= DÉFI =
Dans le texte ci-dessous sur les coulisses d'une comédie musicale, recopiez mot pour mot la partie qui s'ouvre sur les mots contenant « Quant au démaquillage, qu’on » et se clôt sur « de la troupe. ».

= PASSAGE FOURNI =
§
Bien qu’ultraprécis, le livret de Webber demande, performance liveoblige, une concentration de tous les instants. "Pendant le spectacle, mon rôle consiste, par exemple, à anticiper certaines faiblesses ou, au contraire, à percevoir l’envie d’un artiste de sublimer son numéro. À la fin de l’acte un, le Jellikelbal dure 8 minutes. Dans l’univers des comédies musicales, en termes de longueur, cette chorégraphie fait exception. Si je sens qu’un danseur est fatigué, je peux ralentir le tempo pour faciliter une arabesque ou, au contraire, accélérer le rythme pour sublimer un saut. Au départ, je n’y connaissais rien au monde de la danse. J’ai dû apprendre petit à petit." Le chef avoue se remettre en question en permanence : "La comédie musicale anglo- saxonne est très exigeante. Tout comme cette partition. En cours de spectacle, si je sens que ça ne groove pas comme ça devrait, je m’enferme dans ma loge et je fais en sorte de corriger le tir. En France, nous n’avons pas cette culture des musicals. Beaucoup d’artistes rechignent à répéter le même air ou les mêmes pas pendant plusieurs années. On m’a engagé pour livrer un produit dans lequel le public se retrouve, quoi qu’il arrive, et pour respecter une tradition longue de plusieurs décennies. C’est du show-business, il ne faut pas l’oublier !"

18 h 30. Les artistes terminent de dîner. La plupart mange avant le spectacle, histoire de tenir la distance pendant les deux heures de show. Pourtant filiforme dans son petit justaucorps tigré, Ella Nononi avoue que cette production, c’est du sport. "D’où l’importance d’adopter une bonne hygiène de vie : manger sainement, mais suffisamment, boire
en suffisance, se reposer."

Quant au démaquillage, qu’on imagine très fastidieux, il ne lui prend qu’une petite vingtaine de minutes. Voire moins les veilles de congé ou lorsque la production a prévu une fête après le show. La plupart des artistes sont très jeunes. On imagine donc aisément que malgré la rigueur requise par ce rythme quasi militaire, l’esprit de clan favorise la bonne entente au sein de la troupe.

Le ténor australien John Ellis nous confirme qu’en dépit du caractère répétitif de ce type de production, chaque jour est différent. "Le manteau que je porte sur scène – et dont je préfère ignorer le poids (il rit) –, me semble beaucoup plus lourd le dimanche que le mardi." Très cool, le maestro nous raconte ses premiers jours au sein de la troupe : "Les débuts sont un peu étranges. Ramper sur une scène en clonant les attitudes et les mimiques des chats a quelque chose d’assez déstabilisant. Heureusement, j’ai très vite perçu la dimension plus engagée du spectacle. Cette adaptation des poèmes de TS Eliot offre plusieurs lectures. Chacun y voit ce qu’il veut, mais en ce qui me concerne, j’ai l’impression de véhiculer un message d’ouverture, de tolérance."
§
= EXTRAIT DE DONNÉES =
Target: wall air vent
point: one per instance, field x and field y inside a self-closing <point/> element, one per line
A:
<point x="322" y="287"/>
§
= RÉPONSE PROPOSÉE =
Quant au démaquillage, qu’on imagine très fastidieux, il ne lui prend qu’une petite vingtaine de minutes. Voire moins les veilles de congé ou lorsque la production a prévu une fête après le show. La plupart des artistes sont très jeunes. On imagine donc aisément que malgré la rigueur requise par ce rythme quasi militaire, l’esprit de clan favorise la bonne entente au sein de la troupe.